** TEXT SHOWN **
§ §

Code and data for "TURL: Table Understanding through Representation Learning"

Related tags

Deep LearningTURL
Overview

TURL

This Repo contains code and data for "TURL: Table Understanding through Representation Learning".

overview_0

Environment and Setup

The model is mainly developped using PyTorch and Transformers. You can access the docker image we used here docker pull xdeng/transformers:latest

Data

Link for processed pretraining and evaluation data, as well as the model checkpoints can be accessed here. This is created based on the original WikiTables corpus (http://websail-fe.cs.northwestern.edu/TabEL/)

TODO: Instruction for preparing code from original WikiTable Corpus

Pretraining

Data

The [split]_tables.jsonl files are used for pretraining and creation of all test datasets, with 570171 / 5036 / 4964 tables for training/validation/testing.

§ §

** DATA **
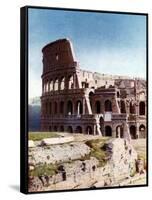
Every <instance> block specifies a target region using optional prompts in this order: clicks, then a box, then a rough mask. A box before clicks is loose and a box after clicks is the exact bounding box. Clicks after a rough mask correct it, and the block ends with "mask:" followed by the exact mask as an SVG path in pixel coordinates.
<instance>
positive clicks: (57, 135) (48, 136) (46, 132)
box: [28, 132, 59, 141]
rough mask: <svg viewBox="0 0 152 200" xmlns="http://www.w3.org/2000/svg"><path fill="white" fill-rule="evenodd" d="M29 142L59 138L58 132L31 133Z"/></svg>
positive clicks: (39, 132)
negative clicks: (54, 137)
mask: <svg viewBox="0 0 152 200" xmlns="http://www.w3.org/2000/svg"><path fill="white" fill-rule="evenodd" d="M28 136H29V140H33V141H39V140H42V139H44V138H54V137H59V135H58V134H57V133H56V132H29V135H28Z"/></svg>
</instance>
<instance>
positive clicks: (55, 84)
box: [54, 78, 59, 91]
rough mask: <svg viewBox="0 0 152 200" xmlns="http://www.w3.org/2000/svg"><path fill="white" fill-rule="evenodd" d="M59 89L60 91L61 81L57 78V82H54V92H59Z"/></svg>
mask: <svg viewBox="0 0 152 200" xmlns="http://www.w3.org/2000/svg"><path fill="white" fill-rule="evenodd" d="M58 89H59V81H58V79H57V78H56V79H55V81H54V90H55V91H57V90H58Z"/></svg>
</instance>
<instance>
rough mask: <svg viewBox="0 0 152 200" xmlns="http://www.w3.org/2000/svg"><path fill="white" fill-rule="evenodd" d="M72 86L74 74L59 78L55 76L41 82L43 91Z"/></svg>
mask: <svg viewBox="0 0 152 200" xmlns="http://www.w3.org/2000/svg"><path fill="white" fill-rule="evenodd" d="M73 88H74V76H73V75H69V76H68V77H64V76H62V77H61V78H55V79H51V80H47V81H45V82H44V84H43V93H45V92H50V91H57V90H64V89H73Z"/></svg>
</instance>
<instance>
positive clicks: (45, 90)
mask: <svg viewBox="0 0 152 200" xmlns="http://www.w3.org/2000/svg"><path fill="white" fill-rule="evenodd" d="M45 91H46V92H48V91H49V82H48V81H47V82H46V89H45Z"/></svg>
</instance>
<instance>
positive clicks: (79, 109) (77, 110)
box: [76, 101, 83, 115]
mask: <svg viewBox="0 0 152 200" xmlns="http://www.w3.org/2000/svg"><path fill="white" fill-rule="evenodd" d="M76 110H77V115H81V114H82V113H83V106H82V102H81V101H77V103H76Z"/></svg>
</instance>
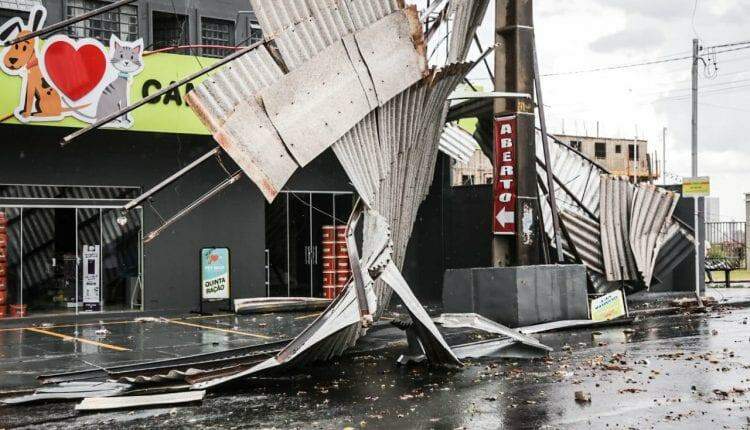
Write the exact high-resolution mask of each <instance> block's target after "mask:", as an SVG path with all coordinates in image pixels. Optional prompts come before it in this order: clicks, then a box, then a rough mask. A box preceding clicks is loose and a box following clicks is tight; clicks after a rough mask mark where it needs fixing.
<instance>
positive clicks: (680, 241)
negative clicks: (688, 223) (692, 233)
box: [654, 220, 695, 281]
mask: <svg viewBox="0 0 750 430" xmlns="http://www.w3.org/2000/svg"><path fill="white" fill-rule="evenodd" d="M694 251H695V237H694V236H693V234H692V233H691V232H690V230H689V229H688V228H686V227H685V226H683V225H681V224H680V223H679V222H676V221H674V220H671V221H670V223H669V225H668V226H667V232H666V234H665V235H664V242H663V244H662V246H661V248H660V250H659V253H658V254H657V257H656V265H655V266H654V278H656V280H658V281H661V280H662V279H664V278H665V277H666V276H668V275H669V274H671V272H672V271H673V270H674V268H675V267H677V265H679V264H680V263H682V262H683V261H685V259H686V258H688V257H689V256H691V255H693V252H694Z"/></svg>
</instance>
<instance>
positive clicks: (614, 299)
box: [591, 291, 627, 321]
mask: <svg viewBox="0 0 750 430" xmlns="http://www.w3.org/2000/svg"><path fill="white" fill-rule="evenodd" d="M626 313H627V312H626V310H625V297H624V296H623V294H622V291H614V292H611V293H609V294H607V295H604V296H602V297H599V298H598V299H595V300H592V301H591V319H592V320H593V321H609V320H613V319H615V318H620V317H621V316H625V314H626Z"/></svg>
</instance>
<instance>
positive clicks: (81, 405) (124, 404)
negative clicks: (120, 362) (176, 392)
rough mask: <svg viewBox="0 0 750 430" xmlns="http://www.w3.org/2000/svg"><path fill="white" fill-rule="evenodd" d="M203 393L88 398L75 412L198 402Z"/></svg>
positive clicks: (130, 408)
mask: <svg viewBox="0 0 750 430" xmlns="http://www.w3.org/2000/svg"><path fill="white" fill-rule="evenodd" d="M205 396H206V392H205V391H185V392H182V393H171V394H155V395H151V396H123V397H89V398H85V399H83V401H82V402H81V403H79V404H77V405H76V410H77V411H108V410H114V409H132V408H150V407H155V406H165V405H180V404H185V403H195V402H200V401H201V400H203V398H204V397H205Z"/></svg>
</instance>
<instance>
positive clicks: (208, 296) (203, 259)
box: [201, 248, 231, 300]
mask: <svg viewBox="0 0 750 430" xmlns="http://www.w3.org/2000/svg"><path fill="white" fill-rule="evenodd" d="M229 270H230V259H229V248H203V249H202V250H201V300H229V298H230V287H231V284H230V276H229V275H230V271H229Z"/></svg>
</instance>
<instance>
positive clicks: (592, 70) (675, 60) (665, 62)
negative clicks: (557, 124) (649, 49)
mask: <svg viewBox="0 0 750 430" xmlns="http://www.w3.org/2000/svg"><path fill="white" fill-rule="evenodd" d="M692 59H693V56H692V55H688V56H684V57H677V58H669V59H665V60H653V61H645V62H642V63H633V64H621V65H618V66H609V67H599V68H596V69H586V70H573V71H568V72H558V73H548V74H546V75H542V76H544V77H550V76H565V75H579V74H584V73H595V72H604V71H608V70H622V69H630V68H634V67H642V66H651V65H654V64H663V63H673V62H675V61H683V60H692Z"/></svg>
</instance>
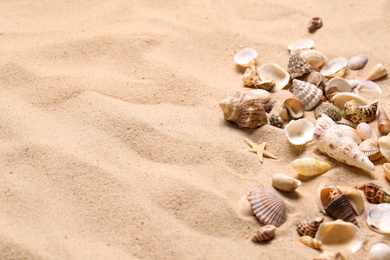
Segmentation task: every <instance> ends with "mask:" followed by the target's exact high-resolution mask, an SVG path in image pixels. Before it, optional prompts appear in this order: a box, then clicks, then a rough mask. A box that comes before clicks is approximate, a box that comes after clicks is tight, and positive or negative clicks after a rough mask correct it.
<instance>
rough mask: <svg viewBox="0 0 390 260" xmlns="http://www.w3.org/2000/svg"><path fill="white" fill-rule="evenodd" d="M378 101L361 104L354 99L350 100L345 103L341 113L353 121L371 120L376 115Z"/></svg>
mask: <svg viewBox="0 0 390 260" xmlns="http://www.w3.org/2000/svg"><path fill="white" fill-rule="evenodd" d="M377 108H378V101H377V100H375V101H374V102H372V103H371V104H368V105H365V106H361V105H359V104H358V103H356V101H355V100H350V101H348V102H347V103H345V105H344V108H343V110H342V111H341V115H342V116H343V117H344V118H345V119H348V120H349V121H352V122H354V123H361V122H366V123H370V122H372V121H373V120H374V119H375V117H376V110H377Z"/></svg>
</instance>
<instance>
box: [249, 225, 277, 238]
mask: <svg viewBox="0 0 390 260" xmlns="http://www.w3.org/2000/svg"><path fill="white" fill-rule="evenodd" d="M275 230H276V227H275V226H274V225H265V226H263V227H261V228H260V229H259V230H257V232H256V234H254V235H253V236H252V239H251V240H252V242H265V241H269V240H272V239H273V238H274V237H275Z"/></svg>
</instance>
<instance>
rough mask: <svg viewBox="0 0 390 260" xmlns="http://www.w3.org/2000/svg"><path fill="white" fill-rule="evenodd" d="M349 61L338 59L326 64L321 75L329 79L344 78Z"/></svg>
mask: <svg viewBox="0 0 390 260" xmlns="http://www.w3.org/2000/svg"><path fill="white" fill-rule="evenodd" d="M347 64H348V61H347V60H346V59H345V58H343V57H337V58H334V59H332V60H330V61H329V62H328V63H326V64H325V65H324V66H323V67H322V68H321V70H320V72H321V74H322V75H324V76H325V77H328V78H334V77H342V76H343V75H344V73H345V67H346V66H347Z"/></svg>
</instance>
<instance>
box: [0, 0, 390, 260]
mask: <svg viewBox="0 0 390 260" xmlns="http://www.w3.org/2000/svg"><path fill="white" fill-rule="evenodd" d="M389 10H390V1H388V0H377V1H359V2H356V1H353V0H346V1H305V0H297V1H271V0H265V1H202V0H201V1H195V0H191V1H150V0H143V1H141V0H134V1H124V0H118V1H109V2H107V1H1V3H0V14H1V15H0V90H1V93H0V140H1V149H0V151H1V158H2V159H1V160H0V169H1V170H0V172H1V174H2V181H1V182H0V191H1V196H0V229H1V237H0V243H1V244H0V258H2V259H136V258H139V259H312V258H313V257H315V256H316V255H318V254H319V253H320V252H319V251H317V250H314V249H312V248H309V247H306V246H305V245H303V244H301V243H300V242H299V241H298V237H299V235H298V233H297V232H296V225H297V224H298V223H299V222H300V221H302V220H303V219H305V218H307V217H309V216H313V215H316V214H320V213H319V210H318V208H317V206H316V204H315V202H314V197H315V191H316V190H317V188H318V187H319V186H320V185H323V184H328V185H344V186H354V185H356V184H359V183H364V182H367V181H377V182H379V183H381V184H382V185H383V187H385V188H386V189H390V184H389V182H387V181H386V179H385V177H384V175H383V169H382V164H383V163H384V162H385V160H384V159H383V158H382V159H381V160H379V161H376V162H375V172H372V173H369V172H364V171H361V170H359V169H357V168H355V167H352V166H347V165H345V164H342V163H340V162H338V161H336V160H334V159H331V158H329V157H328V156H326V155H323V154H322V153H321V152H319V151H318V150H317V147H316V145H315V144H314V142H309V143H308V144H306V145H305V146H300V147H294V146H293V145H291V144H290V143H289V142H288V141H287V139H286V137H285V134H284V130H283V129H278V128H275V127H273V126H271V125H269V124H268V125H265V126H262V127H260V128H257V129H238V128H236V127H235V126H234V125H232V124H231V123H229V122H228V121H226V120H224V118H223V114H222V111H221V109H220V108H219V105H218V103H219V101H220V100H222V99H224V98H225V97H226V96H229V95H234V94H235V93H236V92H237V91H238V90H245V89H247V90H249V89H248V88H244V86H243V84H242V79H241V77H242V73H243V70H242V69H240V68H239V67H237V66H236V64H235V63H234V62H233V57H234V55H235V54H236V53H237V52H238V51H239V50H240V49H242V48H244V47H251V48H253V49H255V50H257V51H258V53H259V58H258V63H257V64H258V65H261V64H265V63H276V64H278V65H280V66H281V67H283V68H284V69H287V64H288V58H289V52H288V50H287V45H288V44H289V43H291V42H293V41H296V40H300V39H302V38H307V37H309V38H311V39H313V40H314V41H315V49H317V50H320V51H321V52H323V53H324V54H325V55H326V56H327V57H328V58H329V59H332V58H335V57H339V56H342V57H345V58H347V59H348V58H350V57H352V56H354V55H358V54H364V55H366V56H368V58H369V61H368V64H367V65H366V67H365V68H364V69H362V70H357V71H352V70H348V71H347V72H346V75H345V78H346V79H361V78H363V76H364V75H366V74H367V72H368V71H369V70H370V69H371V68H372V67H373V66H374V65H375V64H377V63H382V64H384V65H385V66H387V67H389V66H390V63H389V61H390V33H389V32H390V16H389V15H388V13H389ZM315 16H319V17H321V18H322V19H323V23H324V25H323V27H322V28H320V29H319V30H317V31H316V32H315V33H309V32H308V31H307V24H308V22H309V20H310V19H311V18H312V17H315ZM376 82H377V84H378V85H379V86H380V87H381V88H382V90H383V95H382V96H381V97H380V103H381V104H382V106H383V107H384V109H385V110H386V111H388V112H389V113H390V102H389V101H390V80H389V78H388V77H385V78H383V79H380V80H378V81H376ZM291 96H293V95H292V93H291V92H289V91H288V90H287V89H283V90H277V91H275V92H273V93H272V96H271V98H272V99H273V100H276V104H275V106H274V108H273V110H272V112H271V114H277V113H278V109H279V107H280V105H281V104H282V102H283V101H284V100H285V99H286V98H288V97H291ZM305 119H307V120H309V121H311V122H312V123H315V119H314V115H313V111H309V112H307V113H306V114H305ZM376 123H377V121H374V122H372V123H371V125H372V126H373V127H374V128H375V130H376ZM245 138H249V139H250V140H253V141H254V142H255V143H258V144H259V143H262V142H267V150H268V151H269V152H271V153H273V154H275V155H276V156H277V157H278V158H279V159H278V160H273V159H270V158H265V159H264V162H263V164H261V163H260V162H259V161H258V159H257V157H256V155H255V154H253V153H250V152H248V145H247V144H246V143H245ZM300 157H313V158H316V159H319V160H322V161H325V162H328V163H330V164H331V165H332V166H333V168H332V169H331V170H329V171H328V172H326V173H324V174H322V175H319V176H317V177H312V178H307V177H300V176H299V175H298V174H297V173H296V172H294V171H293V170H292V169H291V167H290V163H291V162H292V161H293V160H295V159H296V158H300ZM275 173H285V174H287V175H289V176H292V177H295V178H298V179H300V180H301V181H302V186H301V187H300V188H299V189H297V190H296V191H295V192H294V193H284V192H280V191H277V190H275V189H274V188H273V187H272V185H271V176H272V175H273V174H275ZM255 187H258V188H263V189H265V190H267V191H269V192H271V193H273V194H278V195H280V196H281V197H282V198H283V200H284V201H285V202H286V204H287V214H288V218H287V222H286V223H284V224H283V225H282V226H281V227H280V228H278V229H277V230H276V237H275V239H274V240H272V241H270V242H269V243H266V244H256V243H253V242H251V241H250V238H251V237H252V235H253V234H254V233H255V232H256V230H257V229H258V228H260V227H261V226H262V224H261V223H260V222H259V221H257V220H256V219H255V218H254V217H253V218H245V217H243V216H241V215H240V214H239V213H238V212H237V209H236V204H237V201H238V200H239V199H240V198H241V197H242V196H243V195H244V194H246V193H247V192H248V191H249V190H250V189H252V188H255ZM370 207H372V204H368V203H367V204H366V210H367V209H369V208H370ZM365 214H366V213H364V214H362V215H360V216H358V217H357V220H358V223H359V225H360V228H361V230H362V232H363V234H364V236H365V239H366V242H365V244H364V245H363V247H362V248H361V249H360V250H359V251H358V252H357V253H356V254H355V255H353V257H351V259H368V252H369V250H370V248H371V246H373V245H374V244H375V243H377V242H385V243H387V244H390V239H389V237H386V236H383V235H379V234H377V233H374V232H372V231H371V230H370V229H369V228H368V227H367V225H366V224H365ZM325 220H326V221H330V220H332V219H331V218H329V217H328V216H325Z"/></svg>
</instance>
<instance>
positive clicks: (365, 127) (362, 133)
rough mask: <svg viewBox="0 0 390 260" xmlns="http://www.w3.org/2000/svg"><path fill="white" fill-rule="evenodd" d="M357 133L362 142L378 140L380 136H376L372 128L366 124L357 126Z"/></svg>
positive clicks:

§ §

** ACTIVITIES **
A: For each statement, say whether it agrees with the TURL page, and support each yes or no with the deciding words quoted from the page: (i) the model was mainly built with PyTorch and Transformers; (ii) the data is based on the original WikiTables corpus; (iii) the validation split contains 4964 tables.
B: List every data split named in the TURL page, along with the number of tables given for each.
C: Reproduce the passage of the TURL page starting at "TODO: Instruction for" and ending at "tables for training/validation/testing.".
Answer using only the TURL page.

** RESULTS **
A:
(i) Yes: "The model is mainly developped using PyTorch and Transformers"
(ii) Yes: "This is created based on the original WikiTables corpus"
(iii) No: "570171 / 5036 / 4964 tables for training/validation/testing"

B:
- training: 570171
- validation: 5036
- testing: 4964

C:
TODO: Instruction for preparing code from original WikiTable Corpus

Pretraining

Data

The [split]_tables.jsonl files are used for pretraining and creation of all test datasets, with 570171 / 5036 / 4964 tables for training/validation/testing.